Consignes:
A – Dans le texte sur Falardeau, reformulez sous forme de liste le paragraphe commençant par « Vivre en société implique », en conservant ses faits principaux.
B – Poursuivez le texte sur Falardeau à partir de sa dernière phrase.

Texte fourni:
______________________________

FALARDEAU ET L'ARGENT DES AUTRES
 
 
          Dans l'article FALARDEAU, LES PATRIOTES ET LA CENSURE (le QL, no 76), l'auteur affirme: « Si Falardeau veut parler contre les Anglais, contre les Canadiens anglais, contre les fédéralistes ou contre les "crottés de boss", qu'il ait au moins la décence de le faire sans utiliser leur fric. »  

          Leur fric est aussi celui de Falardeau comme c'est aussi le mien et le vôtre. M'a-t-on demandé à moi si je voulais qu'on installe une grande quantité d'unifoliés un peu partout au pays (dont la plus grande proportion se retrouve au Québec) avec mon argent? Ce n'est qu'un exemple. Je ne parlerai pas de toutes les dépenses que le gouvernement fédéral a fait pour préserver l'unité canadienne, m'a-t-on demandé mon avis? Je paie des impôts à ce gouvernement à ce que je sache. 
  
          Vivre en société implique nécessairement qu'on ne soit pas toujours d'accord entre nous, ce qui est d'ailleurs l'essence même de la politique. De plus, les organismes responsables du financement du cinéma d'ici sont canadiens, puisque nous payons des impôts, n'est-il pas normal d'en réclamer? Et si l'opinion exprimée de l'auteur à travers son film n'est pas celle de l'organisme ou encore celle de la majorité, refuser le financement pour cette raison est un scandale pour toute société qui se vante de valoriser la libre expression, comme le Canada. N'étant pas dans le domaine, je ne sais pas si Falardeau aurait pu se financer autrement, mais il avait tous les droits de demander du financement à Téléfilm Canada et ce, qu'importe le sujet de son film.

______________________________

Données fournies:

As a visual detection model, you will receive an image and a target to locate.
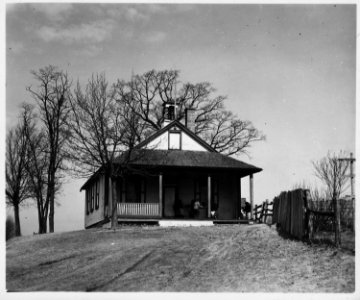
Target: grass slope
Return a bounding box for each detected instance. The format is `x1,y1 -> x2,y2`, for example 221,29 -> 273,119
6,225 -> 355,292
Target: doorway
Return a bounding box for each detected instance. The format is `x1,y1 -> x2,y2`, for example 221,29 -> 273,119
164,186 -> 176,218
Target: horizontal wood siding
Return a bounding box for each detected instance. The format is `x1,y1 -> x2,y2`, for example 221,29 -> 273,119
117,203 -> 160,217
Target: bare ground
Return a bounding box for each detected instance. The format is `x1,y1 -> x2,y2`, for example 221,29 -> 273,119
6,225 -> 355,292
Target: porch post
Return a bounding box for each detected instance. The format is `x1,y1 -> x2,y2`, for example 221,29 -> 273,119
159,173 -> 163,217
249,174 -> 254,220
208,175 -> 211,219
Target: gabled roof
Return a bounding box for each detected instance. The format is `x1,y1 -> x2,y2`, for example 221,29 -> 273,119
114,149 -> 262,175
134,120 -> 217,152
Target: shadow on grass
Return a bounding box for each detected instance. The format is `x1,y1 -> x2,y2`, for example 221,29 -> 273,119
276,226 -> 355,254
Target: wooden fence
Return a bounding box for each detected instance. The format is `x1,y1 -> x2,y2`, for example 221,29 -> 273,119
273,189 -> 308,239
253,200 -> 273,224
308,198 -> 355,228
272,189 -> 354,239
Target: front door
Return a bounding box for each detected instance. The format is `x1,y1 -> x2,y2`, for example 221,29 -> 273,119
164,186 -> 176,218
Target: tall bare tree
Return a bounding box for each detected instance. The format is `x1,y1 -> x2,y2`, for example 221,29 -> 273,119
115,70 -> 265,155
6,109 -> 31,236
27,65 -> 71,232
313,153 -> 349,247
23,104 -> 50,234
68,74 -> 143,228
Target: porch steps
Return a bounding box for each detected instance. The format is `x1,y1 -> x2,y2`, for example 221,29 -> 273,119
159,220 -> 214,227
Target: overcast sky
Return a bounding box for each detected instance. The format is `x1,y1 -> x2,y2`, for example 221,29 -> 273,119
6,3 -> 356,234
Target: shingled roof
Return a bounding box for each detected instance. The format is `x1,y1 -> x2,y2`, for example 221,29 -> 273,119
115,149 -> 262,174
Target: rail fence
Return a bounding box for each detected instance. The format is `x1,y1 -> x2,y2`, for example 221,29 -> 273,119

______________________________

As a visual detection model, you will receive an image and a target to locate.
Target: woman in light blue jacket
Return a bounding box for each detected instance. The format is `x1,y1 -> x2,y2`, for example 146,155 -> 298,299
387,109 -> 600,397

______________________________

Réponses:
A –
- Vivre en société implique des désaccords, ce qui est l'essence même de la politique.
- Les organismes qui financent le cinéma d'ici sont canadiens. Puisque nous payons des impôts, il est normal d'en réclamer.
- Refuser un financement parce que l'opinion du cinéaste diffère de celle de l'organisme ou de la majorité est un scandale dans une société qui se vante de valoriser la libre expression, comme le Canada.
- L'auteur, qui n'est pas du domaine, ignore si Falardeau aurait pu se financer autrement.
- Falardeau avait tout de même le droit de demander un financement à Téléfilm Canada, quel que soit le sujet de son film.

B –
          Un dernier point. Selon l'auteur, ÉVIDEMMENT, les patriotes sont les bons et les anglais, les méchants. Dans le contexte actuel, je veux dire contemporain, il est vrai que de taxer les anglophones de méchant est absurde. Mais si on se replace dans le contexte de 1839, j'imagine mal que la conquête d'un peuple par un autre ne se fasse autrement qu'avec de la haine et de la rage. Les Anglais de l'époque, méchants? Nul doute possible, comme l'ont été les Français en afrique ou encore les Israëliens en Palestine aujourd'hui. Comme le mentionne un soldat anglais à un compatriote dans le derneir film de Falardeau: "We're soldiers, not murderers"; sans être des sanguinaires, cette réalité d'être soldat implique que l'on se retrouve un moment donné à être contre quelqu'un ou un pays. Dès lors, on est un méchant. Il est naïf de prétendre le contraire. 
  
Gabriel Lavertu
  
  
Réponse de Gilles Guénette:    
  
Monsieur Lavertu,  
  
          Votre montée de lait contre la présence de l'unifolié confirme ce que j'avançais dans mon article: les problèmes d'éthique n'apparaissent que lorsque sont mêlées politique et contributions publiques. Bien sûr Sheila y va un peu fort avec ses drapeaux. Bien sûr Québec nous les casse avec le sien. Bien sûr "Vivre en société implique nécessairement qu'on ne soit pas toujours d'accord entre nous". Mais si nous n'avions pas à financer, malgré nous, tous ces débordements de nationalisme – qui infailliblement nous divisent –, nous ne serions pas là à nous en offusquer. Tout le monde a "le droit" de dire ou faire ce qu'il veut en autant que les autres ne sont pas forcés d'y être associés. 
 
          Bien à vous, 
  
G. G. 
 
 
 
 
 FALARDEAU ET NOTRE CERVEAU COLLECTIF
 
 
Re: FALARDEAU, LES PATRIOTES ET LA CENSURE (le QL, no 76)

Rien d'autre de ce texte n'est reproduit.